**Exercise prompt**: In the forum thread on recovering from coerced non-monogamy below, reproduce everything from "FYI, Wife cringes" down to "get over things.", changing "cringes" to "winces".

**Document extract**:
Recovering from coerced non-monogamy

Icewraithonyx

New member
Origin story is pretty cliche: long time married, wife fell in love, decided she was polyamorous.

Despite tons of advice about slowing down and making sure everyone is on board, it seems to me that "surprise non-monogamy" is a fairly common occurrence and can cause a serious upheaval.

Right now, I'm struggling with overcoming some resentment from feeling that I was hijacked into this new relationship model. At the beginning, it was a pretty big violation.

FYI, Wife cringes at how things went down in the beginning, so I feel kind of like I'm kicking a puppy. I'm just trying to figure out how to get over things.

Thanks.
 
It was probably a surprise to you both

You could be my husband posting! He felt (& sometimes may still feel) the exact same way. So sorry to hear those feelings are still prevalent, because, of course, you're right. The relationship is not what you envisioned when you married and is now something that you never even entertained as a possibility.

Speaking as the "kicked puppy," she's feeling massive guilt for "hijacking" the marriage into a different type of relationship. She loves you, and feels awful for hurting you. She's also trying to be very true & honest to herself and you. Chances are it was a shock to her, as well, that she could so powerfully love more than one person. But she does, and she wants to express, feel and share that love, and she doesn't want anyone to hurt. She's so grateful right now that you feel it's worth the hardship & pain to stay in the marriage & make it work.

You must be an incredible man to fight for this, to feel the pain and do it anyway. It takes a real man to endure all this and love her through all the changes.

**Provided information**:
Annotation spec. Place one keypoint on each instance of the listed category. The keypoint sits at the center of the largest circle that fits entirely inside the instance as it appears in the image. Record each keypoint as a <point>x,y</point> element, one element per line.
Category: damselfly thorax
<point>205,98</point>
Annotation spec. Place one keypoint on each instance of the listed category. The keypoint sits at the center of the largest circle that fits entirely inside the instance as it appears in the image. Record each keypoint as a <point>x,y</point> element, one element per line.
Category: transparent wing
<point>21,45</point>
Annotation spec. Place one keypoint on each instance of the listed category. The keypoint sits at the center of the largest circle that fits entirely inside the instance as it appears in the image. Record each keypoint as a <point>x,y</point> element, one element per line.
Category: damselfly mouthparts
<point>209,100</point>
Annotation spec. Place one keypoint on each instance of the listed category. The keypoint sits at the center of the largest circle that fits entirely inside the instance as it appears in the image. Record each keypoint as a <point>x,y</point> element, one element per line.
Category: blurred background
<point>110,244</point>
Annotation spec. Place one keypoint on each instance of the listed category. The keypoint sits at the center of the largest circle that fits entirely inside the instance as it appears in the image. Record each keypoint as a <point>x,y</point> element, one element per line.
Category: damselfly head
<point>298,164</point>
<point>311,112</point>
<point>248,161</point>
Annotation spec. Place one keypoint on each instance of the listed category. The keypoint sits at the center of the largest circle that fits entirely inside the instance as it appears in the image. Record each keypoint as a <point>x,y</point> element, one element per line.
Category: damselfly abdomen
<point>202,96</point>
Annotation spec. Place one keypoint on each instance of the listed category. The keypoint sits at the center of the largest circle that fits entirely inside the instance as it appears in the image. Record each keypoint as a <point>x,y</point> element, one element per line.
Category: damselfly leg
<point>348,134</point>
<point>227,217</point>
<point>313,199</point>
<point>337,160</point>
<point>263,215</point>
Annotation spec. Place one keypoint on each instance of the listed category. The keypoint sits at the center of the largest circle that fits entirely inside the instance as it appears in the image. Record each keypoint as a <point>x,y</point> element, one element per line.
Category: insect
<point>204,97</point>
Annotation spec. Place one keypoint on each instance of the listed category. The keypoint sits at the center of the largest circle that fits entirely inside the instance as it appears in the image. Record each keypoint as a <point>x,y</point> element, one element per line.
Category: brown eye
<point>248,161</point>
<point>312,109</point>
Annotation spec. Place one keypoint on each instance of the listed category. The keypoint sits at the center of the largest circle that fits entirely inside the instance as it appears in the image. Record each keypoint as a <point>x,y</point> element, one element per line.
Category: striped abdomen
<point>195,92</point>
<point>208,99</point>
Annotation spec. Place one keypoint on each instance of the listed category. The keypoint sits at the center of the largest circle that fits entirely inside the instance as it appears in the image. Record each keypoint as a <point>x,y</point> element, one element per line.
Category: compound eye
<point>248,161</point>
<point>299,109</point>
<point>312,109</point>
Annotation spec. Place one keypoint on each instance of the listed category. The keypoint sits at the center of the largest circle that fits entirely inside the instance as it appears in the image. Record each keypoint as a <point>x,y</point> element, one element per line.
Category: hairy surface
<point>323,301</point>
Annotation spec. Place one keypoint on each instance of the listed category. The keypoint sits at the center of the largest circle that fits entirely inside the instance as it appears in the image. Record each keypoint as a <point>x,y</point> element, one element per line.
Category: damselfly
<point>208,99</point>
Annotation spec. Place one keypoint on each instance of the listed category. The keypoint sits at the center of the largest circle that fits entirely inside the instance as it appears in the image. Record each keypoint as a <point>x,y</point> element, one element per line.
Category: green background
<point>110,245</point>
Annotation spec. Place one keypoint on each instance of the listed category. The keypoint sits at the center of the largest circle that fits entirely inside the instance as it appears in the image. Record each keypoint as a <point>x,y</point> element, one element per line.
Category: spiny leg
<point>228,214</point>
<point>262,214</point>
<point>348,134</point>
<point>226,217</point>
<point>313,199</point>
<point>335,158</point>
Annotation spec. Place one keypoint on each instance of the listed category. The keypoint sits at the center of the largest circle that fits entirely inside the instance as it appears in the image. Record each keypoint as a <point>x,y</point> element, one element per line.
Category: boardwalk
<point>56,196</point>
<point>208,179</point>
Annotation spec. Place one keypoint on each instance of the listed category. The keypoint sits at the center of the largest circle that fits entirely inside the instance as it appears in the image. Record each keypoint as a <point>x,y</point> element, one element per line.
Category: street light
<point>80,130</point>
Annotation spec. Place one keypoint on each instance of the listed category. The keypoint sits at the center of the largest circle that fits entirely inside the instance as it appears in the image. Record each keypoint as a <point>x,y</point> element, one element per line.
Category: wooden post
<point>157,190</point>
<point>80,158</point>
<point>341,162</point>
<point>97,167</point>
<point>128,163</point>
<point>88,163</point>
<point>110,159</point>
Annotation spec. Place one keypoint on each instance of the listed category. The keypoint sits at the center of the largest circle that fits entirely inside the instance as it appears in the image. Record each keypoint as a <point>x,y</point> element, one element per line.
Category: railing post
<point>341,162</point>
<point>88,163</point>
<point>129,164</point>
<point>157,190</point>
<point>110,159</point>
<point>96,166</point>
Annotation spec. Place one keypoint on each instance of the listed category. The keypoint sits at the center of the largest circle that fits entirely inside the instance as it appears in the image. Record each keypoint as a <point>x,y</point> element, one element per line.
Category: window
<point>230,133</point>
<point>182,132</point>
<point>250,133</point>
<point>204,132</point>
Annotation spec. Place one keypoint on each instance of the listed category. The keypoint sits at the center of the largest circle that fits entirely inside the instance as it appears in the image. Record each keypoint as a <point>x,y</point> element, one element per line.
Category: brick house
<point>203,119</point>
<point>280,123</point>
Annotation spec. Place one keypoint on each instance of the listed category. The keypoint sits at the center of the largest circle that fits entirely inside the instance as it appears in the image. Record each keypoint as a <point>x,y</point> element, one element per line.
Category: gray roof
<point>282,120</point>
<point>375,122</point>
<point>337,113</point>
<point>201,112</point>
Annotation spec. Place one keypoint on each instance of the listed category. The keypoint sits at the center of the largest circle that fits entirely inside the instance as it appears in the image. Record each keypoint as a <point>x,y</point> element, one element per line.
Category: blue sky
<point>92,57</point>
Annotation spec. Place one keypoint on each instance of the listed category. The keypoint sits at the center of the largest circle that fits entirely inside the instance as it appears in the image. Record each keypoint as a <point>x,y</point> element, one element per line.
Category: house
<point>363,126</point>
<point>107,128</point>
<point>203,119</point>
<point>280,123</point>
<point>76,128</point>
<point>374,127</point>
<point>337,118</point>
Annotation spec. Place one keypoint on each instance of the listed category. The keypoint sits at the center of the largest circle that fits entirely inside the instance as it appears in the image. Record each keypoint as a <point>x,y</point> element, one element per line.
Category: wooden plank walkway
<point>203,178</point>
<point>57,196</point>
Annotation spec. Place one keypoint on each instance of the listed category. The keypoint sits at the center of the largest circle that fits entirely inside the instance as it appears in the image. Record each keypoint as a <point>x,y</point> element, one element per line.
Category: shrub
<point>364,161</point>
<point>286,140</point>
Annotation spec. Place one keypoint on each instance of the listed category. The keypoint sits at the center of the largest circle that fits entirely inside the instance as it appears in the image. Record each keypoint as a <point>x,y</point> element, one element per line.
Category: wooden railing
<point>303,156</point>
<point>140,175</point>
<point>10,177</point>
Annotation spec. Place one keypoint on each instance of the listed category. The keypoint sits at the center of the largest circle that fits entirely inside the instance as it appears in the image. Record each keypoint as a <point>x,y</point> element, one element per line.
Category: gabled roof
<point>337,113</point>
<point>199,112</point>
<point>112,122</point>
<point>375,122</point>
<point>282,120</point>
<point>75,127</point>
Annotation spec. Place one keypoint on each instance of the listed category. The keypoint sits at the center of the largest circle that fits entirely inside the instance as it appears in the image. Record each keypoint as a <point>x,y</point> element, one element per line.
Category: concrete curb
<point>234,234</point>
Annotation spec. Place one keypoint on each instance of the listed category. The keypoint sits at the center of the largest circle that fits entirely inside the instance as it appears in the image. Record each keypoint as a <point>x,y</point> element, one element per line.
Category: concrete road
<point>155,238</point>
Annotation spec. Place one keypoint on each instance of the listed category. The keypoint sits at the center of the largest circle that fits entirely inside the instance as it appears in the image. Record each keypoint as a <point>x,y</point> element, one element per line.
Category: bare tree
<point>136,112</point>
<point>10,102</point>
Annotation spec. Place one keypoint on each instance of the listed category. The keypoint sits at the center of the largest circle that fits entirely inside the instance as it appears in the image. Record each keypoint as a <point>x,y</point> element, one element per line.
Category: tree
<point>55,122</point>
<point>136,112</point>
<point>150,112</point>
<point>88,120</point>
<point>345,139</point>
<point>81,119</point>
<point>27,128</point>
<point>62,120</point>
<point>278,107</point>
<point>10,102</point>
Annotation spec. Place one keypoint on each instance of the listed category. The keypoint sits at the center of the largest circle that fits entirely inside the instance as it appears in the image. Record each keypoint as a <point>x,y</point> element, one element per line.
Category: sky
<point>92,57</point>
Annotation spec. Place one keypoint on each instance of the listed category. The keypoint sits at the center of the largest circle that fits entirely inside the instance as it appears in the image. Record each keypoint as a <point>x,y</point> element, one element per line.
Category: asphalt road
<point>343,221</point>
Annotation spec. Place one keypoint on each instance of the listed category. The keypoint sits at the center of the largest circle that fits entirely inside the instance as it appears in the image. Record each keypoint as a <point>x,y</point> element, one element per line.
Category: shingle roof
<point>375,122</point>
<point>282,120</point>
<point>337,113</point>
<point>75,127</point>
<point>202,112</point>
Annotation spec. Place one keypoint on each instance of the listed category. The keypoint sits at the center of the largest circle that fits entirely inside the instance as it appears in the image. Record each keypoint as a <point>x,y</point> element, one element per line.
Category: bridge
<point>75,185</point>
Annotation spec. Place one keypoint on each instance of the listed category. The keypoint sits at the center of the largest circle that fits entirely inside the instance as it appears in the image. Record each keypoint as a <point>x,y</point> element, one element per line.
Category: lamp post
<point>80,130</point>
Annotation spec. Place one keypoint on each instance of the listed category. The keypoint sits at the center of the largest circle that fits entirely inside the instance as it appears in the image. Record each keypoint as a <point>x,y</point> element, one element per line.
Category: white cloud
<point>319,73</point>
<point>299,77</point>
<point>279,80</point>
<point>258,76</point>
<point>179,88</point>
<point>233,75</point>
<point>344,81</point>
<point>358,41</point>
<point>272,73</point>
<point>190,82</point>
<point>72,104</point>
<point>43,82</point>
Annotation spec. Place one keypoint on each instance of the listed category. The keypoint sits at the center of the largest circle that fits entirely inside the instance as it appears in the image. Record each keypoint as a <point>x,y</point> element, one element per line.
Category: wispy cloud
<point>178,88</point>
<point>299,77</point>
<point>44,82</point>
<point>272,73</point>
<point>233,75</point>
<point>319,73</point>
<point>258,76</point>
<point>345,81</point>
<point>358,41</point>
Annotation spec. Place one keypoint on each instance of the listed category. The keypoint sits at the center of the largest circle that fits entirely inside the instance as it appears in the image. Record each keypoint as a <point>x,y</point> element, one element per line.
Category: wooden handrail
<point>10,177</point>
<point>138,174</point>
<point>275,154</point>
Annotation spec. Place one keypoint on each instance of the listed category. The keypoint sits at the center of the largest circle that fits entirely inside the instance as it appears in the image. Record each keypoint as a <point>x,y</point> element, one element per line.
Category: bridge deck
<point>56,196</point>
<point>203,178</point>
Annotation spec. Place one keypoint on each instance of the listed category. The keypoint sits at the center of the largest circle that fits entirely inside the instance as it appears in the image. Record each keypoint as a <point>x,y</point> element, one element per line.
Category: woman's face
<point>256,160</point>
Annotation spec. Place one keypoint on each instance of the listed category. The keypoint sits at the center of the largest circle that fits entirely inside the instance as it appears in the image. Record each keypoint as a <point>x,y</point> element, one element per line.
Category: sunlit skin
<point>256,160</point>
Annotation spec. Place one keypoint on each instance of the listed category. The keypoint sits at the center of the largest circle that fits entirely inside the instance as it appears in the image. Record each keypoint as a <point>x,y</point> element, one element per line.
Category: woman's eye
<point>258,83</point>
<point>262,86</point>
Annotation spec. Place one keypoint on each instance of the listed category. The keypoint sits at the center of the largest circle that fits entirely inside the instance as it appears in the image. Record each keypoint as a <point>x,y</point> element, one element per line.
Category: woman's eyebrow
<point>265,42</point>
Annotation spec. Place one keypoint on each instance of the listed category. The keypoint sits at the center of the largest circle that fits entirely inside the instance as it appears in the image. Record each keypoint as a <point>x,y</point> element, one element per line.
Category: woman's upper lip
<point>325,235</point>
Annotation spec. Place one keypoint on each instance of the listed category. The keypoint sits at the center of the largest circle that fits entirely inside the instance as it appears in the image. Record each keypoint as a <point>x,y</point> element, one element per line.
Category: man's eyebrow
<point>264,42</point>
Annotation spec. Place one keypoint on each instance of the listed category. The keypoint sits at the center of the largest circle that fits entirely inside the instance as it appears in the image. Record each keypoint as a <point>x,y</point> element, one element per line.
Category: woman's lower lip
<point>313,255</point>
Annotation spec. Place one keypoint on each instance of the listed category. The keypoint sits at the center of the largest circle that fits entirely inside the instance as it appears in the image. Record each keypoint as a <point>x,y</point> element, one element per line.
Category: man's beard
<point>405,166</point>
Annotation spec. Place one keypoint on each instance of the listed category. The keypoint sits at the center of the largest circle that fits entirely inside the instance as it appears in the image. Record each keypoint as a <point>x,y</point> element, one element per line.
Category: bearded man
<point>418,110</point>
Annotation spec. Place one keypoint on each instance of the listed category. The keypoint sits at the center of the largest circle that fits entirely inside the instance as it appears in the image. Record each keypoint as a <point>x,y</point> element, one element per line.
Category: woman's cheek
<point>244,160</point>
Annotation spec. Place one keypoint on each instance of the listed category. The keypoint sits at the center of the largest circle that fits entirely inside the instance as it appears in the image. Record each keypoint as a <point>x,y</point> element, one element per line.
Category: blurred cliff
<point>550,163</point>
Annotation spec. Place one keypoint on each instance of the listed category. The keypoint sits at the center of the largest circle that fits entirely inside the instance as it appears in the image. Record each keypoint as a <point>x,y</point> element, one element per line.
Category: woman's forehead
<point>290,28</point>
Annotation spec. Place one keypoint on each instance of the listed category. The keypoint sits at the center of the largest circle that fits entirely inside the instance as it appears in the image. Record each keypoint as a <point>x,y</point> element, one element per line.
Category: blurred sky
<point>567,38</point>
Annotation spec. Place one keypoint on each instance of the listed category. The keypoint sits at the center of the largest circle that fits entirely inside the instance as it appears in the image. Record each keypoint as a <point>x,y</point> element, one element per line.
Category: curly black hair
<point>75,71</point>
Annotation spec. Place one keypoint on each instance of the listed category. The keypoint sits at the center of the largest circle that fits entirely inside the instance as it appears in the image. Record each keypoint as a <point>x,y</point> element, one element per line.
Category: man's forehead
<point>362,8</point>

**Result**:
FYI, Wife winces at how things went down in the beginning, so I feel kind of like I'm kicking a puppy. I'm just trying to figure out how to get over things.